--- Supplied records ---
_____
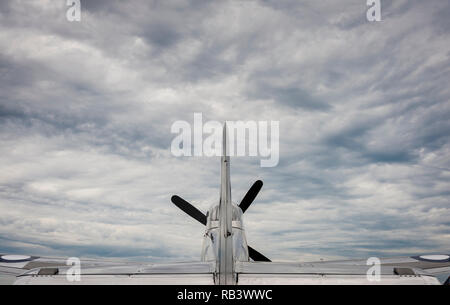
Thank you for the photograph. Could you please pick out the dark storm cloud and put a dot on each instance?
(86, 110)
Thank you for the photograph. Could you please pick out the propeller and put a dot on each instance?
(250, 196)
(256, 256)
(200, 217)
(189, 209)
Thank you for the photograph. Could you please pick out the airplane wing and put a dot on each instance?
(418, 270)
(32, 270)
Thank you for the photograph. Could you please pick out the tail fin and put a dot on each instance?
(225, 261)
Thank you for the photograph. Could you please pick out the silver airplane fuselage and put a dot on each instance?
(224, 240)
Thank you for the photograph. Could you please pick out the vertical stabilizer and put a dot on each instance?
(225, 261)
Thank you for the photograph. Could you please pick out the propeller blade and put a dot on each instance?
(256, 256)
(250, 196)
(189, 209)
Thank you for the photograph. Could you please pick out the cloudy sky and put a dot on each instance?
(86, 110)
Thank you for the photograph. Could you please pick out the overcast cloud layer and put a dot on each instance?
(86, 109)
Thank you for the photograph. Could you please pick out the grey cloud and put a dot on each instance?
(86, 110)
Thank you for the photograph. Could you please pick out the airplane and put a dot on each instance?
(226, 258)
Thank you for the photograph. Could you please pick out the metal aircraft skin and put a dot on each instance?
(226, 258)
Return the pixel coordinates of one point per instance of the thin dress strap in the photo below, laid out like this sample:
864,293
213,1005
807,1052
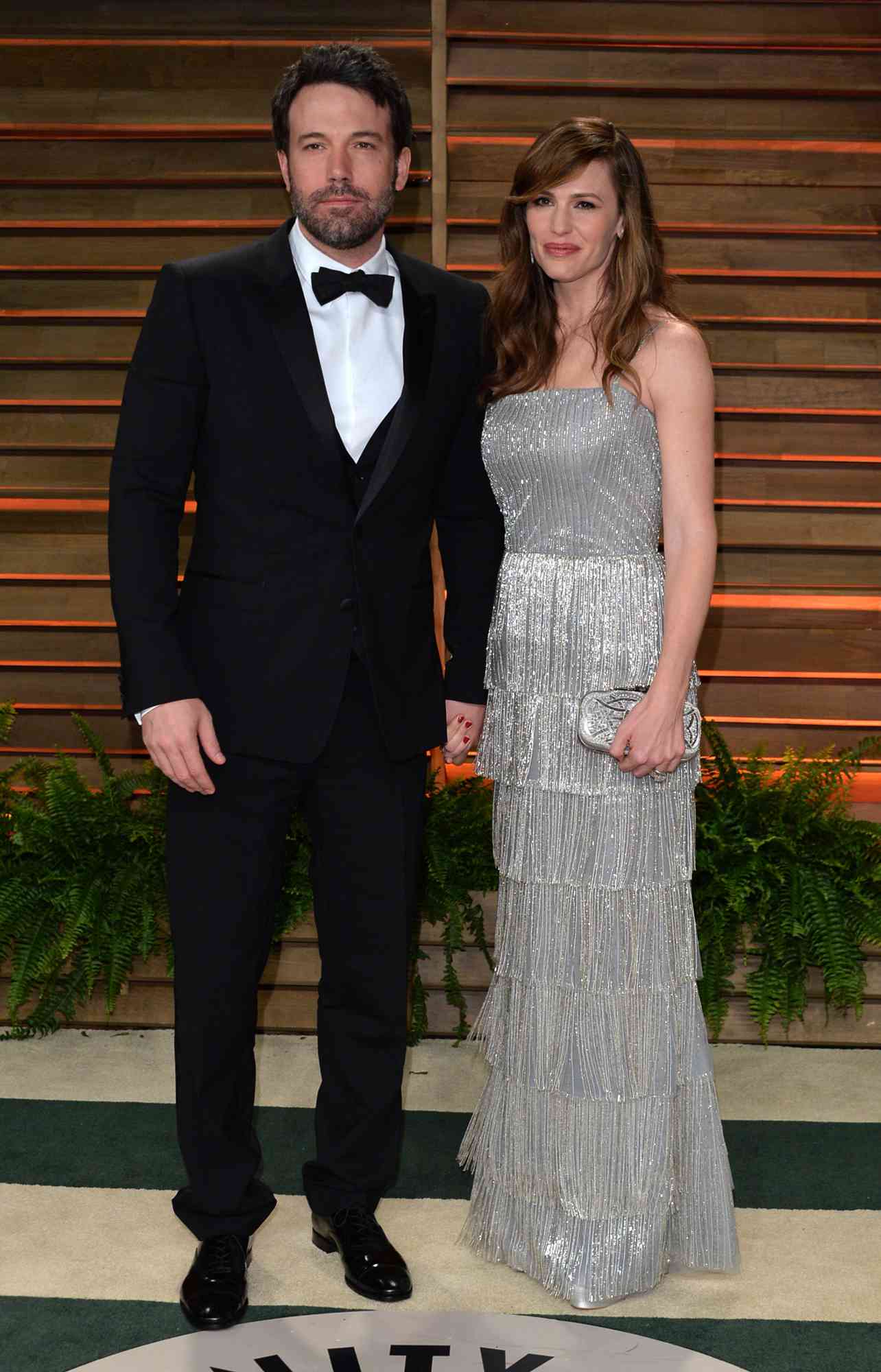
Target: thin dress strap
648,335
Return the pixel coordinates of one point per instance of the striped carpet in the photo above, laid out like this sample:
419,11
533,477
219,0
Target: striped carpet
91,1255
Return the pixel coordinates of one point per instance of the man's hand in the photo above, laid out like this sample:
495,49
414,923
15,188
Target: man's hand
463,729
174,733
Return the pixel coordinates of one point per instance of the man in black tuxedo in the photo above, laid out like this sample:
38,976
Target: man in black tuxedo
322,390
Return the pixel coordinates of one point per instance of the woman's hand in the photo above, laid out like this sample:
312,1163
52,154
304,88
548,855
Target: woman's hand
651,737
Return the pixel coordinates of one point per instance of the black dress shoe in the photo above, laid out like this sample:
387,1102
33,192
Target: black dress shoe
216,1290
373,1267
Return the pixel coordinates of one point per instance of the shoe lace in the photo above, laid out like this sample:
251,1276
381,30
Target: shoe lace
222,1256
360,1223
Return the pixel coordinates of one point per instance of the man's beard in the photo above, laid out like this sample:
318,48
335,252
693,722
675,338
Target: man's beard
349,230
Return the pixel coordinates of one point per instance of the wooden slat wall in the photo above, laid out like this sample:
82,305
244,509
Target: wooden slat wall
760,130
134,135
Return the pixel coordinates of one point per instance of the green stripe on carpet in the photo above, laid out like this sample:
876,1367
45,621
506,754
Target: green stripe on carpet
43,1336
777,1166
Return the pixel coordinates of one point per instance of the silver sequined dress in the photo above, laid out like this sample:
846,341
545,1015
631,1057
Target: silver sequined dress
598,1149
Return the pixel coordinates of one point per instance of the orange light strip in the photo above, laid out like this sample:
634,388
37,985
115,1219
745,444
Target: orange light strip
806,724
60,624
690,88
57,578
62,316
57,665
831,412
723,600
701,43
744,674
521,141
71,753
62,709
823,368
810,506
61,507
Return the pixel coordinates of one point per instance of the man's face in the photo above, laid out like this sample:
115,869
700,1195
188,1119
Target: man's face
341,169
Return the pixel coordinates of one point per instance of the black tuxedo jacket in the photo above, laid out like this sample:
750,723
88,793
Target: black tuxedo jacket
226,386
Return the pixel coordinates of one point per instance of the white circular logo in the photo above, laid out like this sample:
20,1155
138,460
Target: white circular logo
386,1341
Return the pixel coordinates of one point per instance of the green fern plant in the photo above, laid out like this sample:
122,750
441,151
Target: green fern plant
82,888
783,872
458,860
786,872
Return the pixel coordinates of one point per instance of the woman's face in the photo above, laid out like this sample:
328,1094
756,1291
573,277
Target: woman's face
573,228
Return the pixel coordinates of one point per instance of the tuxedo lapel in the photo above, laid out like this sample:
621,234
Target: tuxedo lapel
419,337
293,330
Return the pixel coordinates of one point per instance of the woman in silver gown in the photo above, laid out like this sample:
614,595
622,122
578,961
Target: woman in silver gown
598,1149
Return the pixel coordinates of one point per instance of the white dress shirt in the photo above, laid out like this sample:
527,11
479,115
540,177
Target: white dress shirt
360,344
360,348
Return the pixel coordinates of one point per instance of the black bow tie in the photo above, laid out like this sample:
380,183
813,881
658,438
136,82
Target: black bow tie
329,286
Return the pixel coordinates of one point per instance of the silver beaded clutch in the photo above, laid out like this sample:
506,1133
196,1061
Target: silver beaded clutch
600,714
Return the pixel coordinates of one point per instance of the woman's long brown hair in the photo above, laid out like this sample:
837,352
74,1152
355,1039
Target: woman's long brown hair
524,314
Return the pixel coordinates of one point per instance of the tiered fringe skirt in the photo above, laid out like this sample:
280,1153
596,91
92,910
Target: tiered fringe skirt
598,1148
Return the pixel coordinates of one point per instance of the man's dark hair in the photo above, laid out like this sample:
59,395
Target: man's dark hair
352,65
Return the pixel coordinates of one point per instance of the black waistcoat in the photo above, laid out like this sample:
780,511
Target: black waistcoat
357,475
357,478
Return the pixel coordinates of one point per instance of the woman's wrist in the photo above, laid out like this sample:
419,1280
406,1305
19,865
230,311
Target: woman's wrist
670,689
_____
--- The problem ---
Copy the records exactly as they appear, excluding images.

--- Reply ---
Thank you for the photograph. Could you please pick out the dark storm cloud and put a dot on each instance?
(86, 110)
Thank you for the photograph. Could you please pick out the propeller and put a dot on each instance?
(250, 196)
(256, 256)
(200, 217)
(189, 209)
Thank you for the photograph. Could you please pick out the airplane wing and put a dot on each instance?
(418, 270)
(32, 270)
Thank you for the photograph. Could you please pick out the tail fin and put a dot on each instance?
(225, 261)
Thank you for the photograph. Could you please pick out the silver airplane fuselage and put a dot on each instance?
(224, 240)
Thank you for the photograph. Could you please pick out the vertical stabilizer and put a dot on each instance?
(225, 261)
Thank you for the photograph. Could you please pick out the propeller blade and put a dot on each instance?
(256, 256)
(250, 196)
(189, 209)
Thank you for the photograph. Could you please pick out the cloudy sky and put a dot on each instance?
(86, 110)
Thank you for the photograph. Could you please pick out the overcast cloud layer and put a dot on each instance?
(86, 109)
Thank you for the photograph. Could you please pick out the grey cloud and put a dot on each instance?
(86, 110)
Thank you for the photograph. Could you please pick out the airplane and put a dot on each instance?
(226, 258)
Thank you for the photograph. Could you please pick out the metal aircraft skin and put a dot on each instance?
(226, 258)
Return the pixel coordinates of one point per instance of the thin dress strap in the photo below, laid out like this sample:
864,293
213,1005
807,1052
Target: thin dress strap
648,335
Return the pixel coordinates of one point per instance of the striped carpet in the photo above, laid out like this sample:
419,11
533,477
219,0
Target: striped carpet
91,1255
Return the pixel coordinates of one point per instance of the man's hand in the photo above, laid out like this sample:
495,49
414,923
15,188
Target: man's hand
463,729
174,733
Return the pixel coordinates of one point per instance of the man in black tuxedo in the photo above, laid out like this sample:
38,976
Target: man in black tuxedo
322,390
Return the pixel coordinates of one point per instance of the woman's hand in the photo above, laid out like this sample:
312,1163
52,154
304,88
548,855
Target: woman's hand
651,737
Return the pixel coordinates of one point per instance of the black dress shoe in the photo above, laid out like this sample:
387,1102
33,192
Target: black dress shoe
216,1290
373,1267
Return the pixel coordinates of one point per instance of the shoe lace in the photo above, laid out like this sample:
251,1276
381,30
Target: shoe lace
222,1256
360,1223
Return the pixel coordinates of one point per instance of the man's beard in the photo above, laid out like this sample:
318,48
335,252
693,722
675,338
Target: man's beard
349,230
Return the pixel coordinates of one point per instance of the wooden slat wall in the photo above, laid out like this sample:
82,305
244,509
Target: wooden slat wall
760,130
134,135
Return the pixel coordinates of one point per instance of the green stripe on carpet in the photo above, laid out like this sample:
876,1367
45,621
506,754
Target: green stripe on carpet
43,1336
777,1166
Return the pixel coordinates of one point per instance of the silver sequined dress in the photo above, laid out like this sample:
846,341
545,1015
631,1057
Target: silver sequined dress
598,1149
Return the pixel coordinates of one point per instance of the orange light strip in the photo above, laid out like this sample:
634,388
37,985
115,1219
745,444
Target: orange light strip
806,724
60,624
690,88
57,578
62,316
57,665
831,412
723,600
701,43
744,674
521,141
71,753
62,709
823,368
810,506
61,507
Return the pixel coordinates of one point per instance of the man's face in the photo above, laid out like this sample:
115,869
700,1195
188,1119
Target: man's face
341,169
Return the pixel coordinates of one point per instance of the black tuxedo jacket in the photo above, laid out like this sample:
750,723
88,793
Target: black tuxedo jacket
226,386
Return the pixel coordinates of one point per instance of the white circular logo in the photo above, laid out like this sample:
20,1155
138,460
Target: white circular logo
386,1341
Return the pixel coordinates of one point per instance of the green fern plant in the photo above, laid out like this sample:
122,750
441,151
Target: green fern plant
82,888
783,872
458,860
786,872
Return the pixel coordinates of one point per instance of the woman's face in the photo above, laid out like this sample:
328,1094
756,1291
573,277
Target: woman's face
573,228
Return the pixel coordinates of one point per instance of the tuxedo lapel in the photo above, laid out like this sample:
621,234
Target: tuxedo lapel
419,337
293,330
Return the pixel coordinates of one point per instance of the woman in silver gown in the photo above, laid out like this sample:
614,595
622,122
578,961
Target: woman in silver gown
598,1149
Return the pixel coordinates of one point per instance of the white dress shirt in the photo above, laid out like this sample:
527,11
479,115
540,177
Target: white dress shirt
360,344
360,348
Return the pixel coordinates of one point per instance of the black bow tie in the photo above, laid out like this sample:
380,183
813,881
658,438
136,82
Target: black bow tie
329,286
Return the pixel coordinates of one point per instance of the silver beaded clutch in the photo above, laid out like this sample:
506,1133
196,1061
Target: silver beaded clutch
600,714
Return the pixel coordinates of one point per instance of the woman's long brown hair in the photo above, laid out like this sample:
837,352
74,1152
355,1039
Target: woman's long brown hair
524,314
Return the pixel coordinates of one point per instance of the tiered fringe skirt in the photo above, laid out like this sample:
280,1153
596,91
92,910
Target: tiered fringe skirt
598,1148
Return the pixel coordinates of one point per instance of the man's dark hair in the photo above, laid out like this sample:
59,395
Target: man's dark hair
352,65
Return the pixel coordinates of one point per instance of the black waistcoat in the photo above, laid out like this sample:
780,511
Target: black waistcoat
357,475
357,478
Return the pixel coordinates of one point per instance of the woman's wrist in the photo above, laid out like this sample:
419,1280
406,1305
19,865
230,311
Target: woman's wrist
670,689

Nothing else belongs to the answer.